**引用文**.

==============================

採用ブランディング成功の鍵 「EVP」設計の3ステップ

そのメッセージ、候補者に本当に届いていますか?

「他社との差別化ができない」
「自社の魅力が候補者にうまく伝わらない」

採用ブランディングに取り組む中で、こうした壁に直面しているご担当者様は少なくないでしょう。魅力的な採用サイトを作り、SNSで積極的に発信しても、今ひとつ手応えがない。

その根本的な原因は、発信するメッセージの「核」が定まっていないことにあるのかもしれません。その核こそが、「EVP(Employee Value Proposition:従業員価値提案)」です。本コラムでは、採用ブランディングを成功に導くための土台となる、EVPの具体的な設計プロセスを3つのステップで紐解いていきます。

EVPとは何か:採用ブランディングの羅針盤

まず、EVPとは何かを再確認しておきましょう。EVPとは、端的に言えば「企業が従業員に対して提供する独自の価値」のことです。

それは、報酬や福利厚生といった金銭的・物質的な価値だけを指すのではありません。「事業の社会的な意義」「挑戦的な仕事を通じて得られる成長機会」「共に働く仲間との良好な関係性」「尊重される組織文化」といった、非金銭的な価値も含む、総合的な魅力のパッケージです。

このEVPがなぜ重要かというと、それが採用ブランディングにおける全ての活動の「羅針盤」となるからです。EVPが明確に定義されていれば、

  • 候補者へのメッセージに一貫性が生まれる
  • 自社にマッチする人材に的確にアプローチできる
  • 入社後のミスマッチを防ぎ、定着率向上に繋がる

といった効果が期待できます。逆に、EVPが曖昧なままでは、どれだけ採用ブランディングの手法を凝らしても、その場しのぎのメッセージとなり、候補者の心に深く響くことは難しいと考えられます。

EVP設計の実践的3ステップ

それでは、自社のEVPをどのように設計すればよいのでしょうか。ここでは、多くの企業が見落としがちな客観的視点を取り入れた、実践的な3つのステップをご紹介します。

ステップ1:徹底的な内部環境分析 ― 社員の「生の声」に価値がある

EVP設計の第一歩は、外に目を向ける前に、まず自社の内側を深く知ることから始まります。経営陣や人事担当者が考える「自社の魅力」と、現場で働く社員が実際に感じている魅力には、しばしばギャップが存在します。このギャップを埋め、リアルな魅力を抽出するために、客観的なデータに基づいた分析が不可欠です。

有効な手法の一つが、匿名の組織サーベイです。全社員を対象に、自社のどのような点に満足し、何に働きがいを感じているのかを定量的に把握します。例えば、「事業の将来性」「自身の成長環境」「人間関係の良さ」「公正な評価制度」といった項目について多角的に質問することで、自社の強みと弱みが可視化されます。

さらに、定量データだけでなく、特定の社員グループへのインタビューといった定性的なアプローチも組み合わせることが重要です。特に、高いパフォーマンスを発揮しているハイパフォーマーや、自社に強い愛着を持つ社員が「なぜこの会社で働き続けるのか」を深掘りすることで、EVPの核となる感動や共感のポイントが見えてくるでしょう。

この「生の声」こそが、採用ブランディングにおける最もパワフルな資産となります。

==============================

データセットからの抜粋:
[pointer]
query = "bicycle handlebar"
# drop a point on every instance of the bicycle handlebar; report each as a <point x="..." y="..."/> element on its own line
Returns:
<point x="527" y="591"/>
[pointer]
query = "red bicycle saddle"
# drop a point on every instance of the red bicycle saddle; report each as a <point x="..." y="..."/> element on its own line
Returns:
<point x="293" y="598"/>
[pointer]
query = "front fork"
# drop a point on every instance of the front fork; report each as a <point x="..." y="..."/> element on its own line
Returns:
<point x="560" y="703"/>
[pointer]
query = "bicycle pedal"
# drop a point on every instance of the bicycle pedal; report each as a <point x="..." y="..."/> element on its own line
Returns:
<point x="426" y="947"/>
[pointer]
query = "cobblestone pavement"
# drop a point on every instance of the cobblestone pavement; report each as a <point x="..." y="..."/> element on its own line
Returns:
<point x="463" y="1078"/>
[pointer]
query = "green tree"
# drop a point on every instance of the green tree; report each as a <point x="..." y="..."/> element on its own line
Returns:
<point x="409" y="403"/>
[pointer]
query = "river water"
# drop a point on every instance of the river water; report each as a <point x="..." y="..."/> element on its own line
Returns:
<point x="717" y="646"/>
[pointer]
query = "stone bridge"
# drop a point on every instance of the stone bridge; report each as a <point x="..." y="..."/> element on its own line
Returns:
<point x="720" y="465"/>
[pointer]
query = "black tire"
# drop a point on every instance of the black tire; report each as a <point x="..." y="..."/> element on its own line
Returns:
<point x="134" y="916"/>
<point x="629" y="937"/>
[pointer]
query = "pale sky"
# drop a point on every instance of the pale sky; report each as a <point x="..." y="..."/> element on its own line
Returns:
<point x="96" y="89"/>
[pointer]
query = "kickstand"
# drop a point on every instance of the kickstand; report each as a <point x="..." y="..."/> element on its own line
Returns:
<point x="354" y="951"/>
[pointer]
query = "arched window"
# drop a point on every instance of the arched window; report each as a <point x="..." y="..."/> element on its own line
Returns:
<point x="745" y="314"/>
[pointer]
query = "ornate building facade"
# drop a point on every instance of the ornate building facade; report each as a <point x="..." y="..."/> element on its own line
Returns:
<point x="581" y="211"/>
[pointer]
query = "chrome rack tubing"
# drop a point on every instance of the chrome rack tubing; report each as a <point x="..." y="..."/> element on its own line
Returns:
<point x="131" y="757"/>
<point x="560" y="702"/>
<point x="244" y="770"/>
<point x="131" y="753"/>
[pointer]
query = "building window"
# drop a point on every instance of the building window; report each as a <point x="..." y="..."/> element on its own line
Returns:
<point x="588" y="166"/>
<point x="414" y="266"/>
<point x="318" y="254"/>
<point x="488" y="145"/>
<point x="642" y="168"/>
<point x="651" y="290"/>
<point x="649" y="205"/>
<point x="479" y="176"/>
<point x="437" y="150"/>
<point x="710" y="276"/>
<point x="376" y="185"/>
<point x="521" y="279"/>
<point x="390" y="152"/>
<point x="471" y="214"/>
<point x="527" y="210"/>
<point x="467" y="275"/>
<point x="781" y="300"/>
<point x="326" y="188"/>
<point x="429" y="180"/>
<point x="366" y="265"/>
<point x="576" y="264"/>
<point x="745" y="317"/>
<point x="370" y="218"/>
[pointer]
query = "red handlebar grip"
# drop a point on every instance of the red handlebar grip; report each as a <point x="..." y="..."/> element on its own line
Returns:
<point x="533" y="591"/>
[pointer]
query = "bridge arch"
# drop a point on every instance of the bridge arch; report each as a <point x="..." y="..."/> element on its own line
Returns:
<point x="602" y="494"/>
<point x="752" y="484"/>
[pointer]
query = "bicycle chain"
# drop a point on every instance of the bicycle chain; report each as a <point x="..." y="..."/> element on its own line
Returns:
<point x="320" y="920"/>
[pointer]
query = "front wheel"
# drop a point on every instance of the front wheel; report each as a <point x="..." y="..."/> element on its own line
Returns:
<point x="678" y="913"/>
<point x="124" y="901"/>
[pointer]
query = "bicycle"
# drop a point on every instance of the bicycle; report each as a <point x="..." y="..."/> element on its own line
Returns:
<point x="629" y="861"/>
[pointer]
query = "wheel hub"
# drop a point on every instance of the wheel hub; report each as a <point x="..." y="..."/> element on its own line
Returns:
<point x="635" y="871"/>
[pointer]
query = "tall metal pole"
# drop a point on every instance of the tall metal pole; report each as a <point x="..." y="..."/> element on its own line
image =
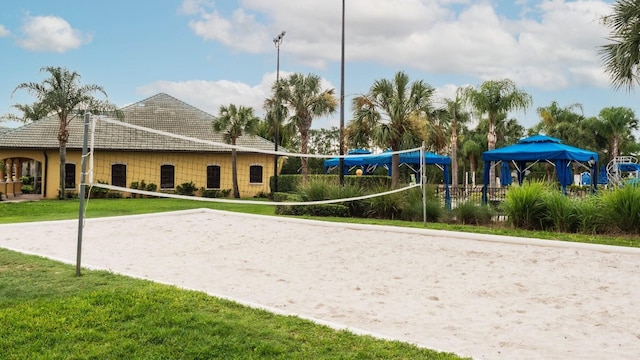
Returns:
<point x="341" y="161"/>
<point x="82" y="192"/>
<point x="277" y="41"/>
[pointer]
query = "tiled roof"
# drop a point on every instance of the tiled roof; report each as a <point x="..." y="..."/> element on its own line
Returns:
<point x="161" y="112"/>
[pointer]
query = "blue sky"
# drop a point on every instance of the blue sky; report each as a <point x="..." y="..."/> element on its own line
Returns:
<point x="212" y="53"/>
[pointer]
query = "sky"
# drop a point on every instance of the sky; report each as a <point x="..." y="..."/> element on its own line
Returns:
<point x="211" y="53"/>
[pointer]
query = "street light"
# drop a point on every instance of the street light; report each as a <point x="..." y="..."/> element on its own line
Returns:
<point x="277" y="41"/>
<point x="341" y="161"/>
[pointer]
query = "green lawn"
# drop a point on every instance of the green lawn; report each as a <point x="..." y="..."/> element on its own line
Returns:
<point x="44" y="210"/>
<point x="48" y="313"/>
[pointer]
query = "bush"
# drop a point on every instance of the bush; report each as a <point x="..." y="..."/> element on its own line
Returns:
<point x="357" y="208"/>
<point x="316" y="190"/>
<point x="590" y="216"/>
<point x="471" y="213"/>
<point x="188" y="189"/>
<point x="524" y="206"/>
<point x="328" y="210"/>
<point x="622" y="209"/>
<point x="388" y="206"/>
<point x="214" y="193"/>
<point x="561" y="213"/>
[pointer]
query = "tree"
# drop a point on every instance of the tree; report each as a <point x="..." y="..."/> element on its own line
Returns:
<point x="457" y="115"/>
<point x="615" y="124"/>
<point x="565" y="123"/>
<point x="61" y="94"/>
<point x="621" y="57"/>
<point x="305" y="99"/>
<point x="33" y="112"/>
<point x="396" y="113"/>
<point x="234" y="122"/>
<point x="495" y="98"/>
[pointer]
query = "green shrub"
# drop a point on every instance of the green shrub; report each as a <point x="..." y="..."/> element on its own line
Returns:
<point x="188" y="189"/>
<point x="561" y="212"/>
<point x="472" y="213"/>
<point x="328" y="210"/>
<point x="99" y="192"/>
<point x="214" y="193"/>
<point x="316" y="190"/>
<point x="622" y="209"/>
<point x="357" y="208"/>
<point x="524" y="206"/>
<point x="388" y="206"/>
<point x="283" y="197"/>
<point x="590" y="216"/>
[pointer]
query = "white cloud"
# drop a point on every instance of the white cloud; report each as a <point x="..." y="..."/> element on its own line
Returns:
<point x="3" y="31"/>
<point x="210" y="95"/>
<point x="51" y="34"/>
<point x="540" y="45"/>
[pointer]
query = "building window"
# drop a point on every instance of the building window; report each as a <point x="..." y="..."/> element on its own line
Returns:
<point x="167" y="173"/>
<point x="119" y="175"/>
<point x="213" y="177"/>
<point x="255" y="174"/>
<point x="69" y="176"/>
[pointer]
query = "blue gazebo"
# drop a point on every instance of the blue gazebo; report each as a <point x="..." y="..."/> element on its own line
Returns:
<point x="540" y="148"/>
<point x="384" y="159"/>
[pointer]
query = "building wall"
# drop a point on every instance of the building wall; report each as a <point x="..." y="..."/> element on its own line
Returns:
<point x="188" y="167"/>
<point x="145" y="166"/>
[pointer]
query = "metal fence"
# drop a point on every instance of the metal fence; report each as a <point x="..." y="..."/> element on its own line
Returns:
<point x="495" y="196"/>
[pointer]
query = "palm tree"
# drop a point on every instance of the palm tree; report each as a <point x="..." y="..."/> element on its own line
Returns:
<point x="234" y="122"/>
<point x="33" y="112"/>
<point x="397" y="114"/>
<point x="615" y="124"/>
<point x="495" y="98"/>
<point x="62" y="94"/>
<point x="565" y="123"/>
<point x="621" y="57"/>
<point x="305" y="99"/>
<point x="458" y="116"/>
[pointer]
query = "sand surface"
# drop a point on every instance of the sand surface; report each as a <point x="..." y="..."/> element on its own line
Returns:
<point x="487" y="297"/>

==============================

**作業内容**. 採用ブランディングのEVP設計を扱ったコラムを、最後の文のあとから書き継いでください。

**演習の結果**.
ステップ2:外部環境分析 ― 競合と候補者の視点を獲得する

自社の魅力を客観的に把握したら、次に外部環境に目を向けます。具体的には、「競合他社」と「候補者」という2つの視点から分析を行います。

まず、競合他社がどのようなEVPを掲げ、どのような採用ブランディングを展開しているかを調査します。これにより、自社がアピールすべき独自のポジションが明確になります。他社と同じような魅力を訴求しても、埋もれてしまうだけです。競合との比較を通じて、「他社にはない、自社ならではの価値」を浮き彫りにすることが肝要です。

次に、ターゲットとなる候補者のインサイトを探ります。彼らが仕事やキャリアに何を求め、どのような情報に関心を持つのかを理解します。これは、市場調査データや、実際の選考プロセスでの候補者との対話を通じて把握することができます。自社が提供したい価値と、候補者が求める価値が重なる部分こそが、最も強く響くEVPの要素となるのです。

ステップ3:EVPの統合とストーリー化 ― 「約束」を紡ぎ出す

最後に、内部環境と外部環境の分析結果を統合し、自社のEVPを一つの「約束」として言語化します。これは、単なる魅力的な要素の羅列であってはなりません。

  • Authentic(本物であること):社員が実感している、偽りのない価値か。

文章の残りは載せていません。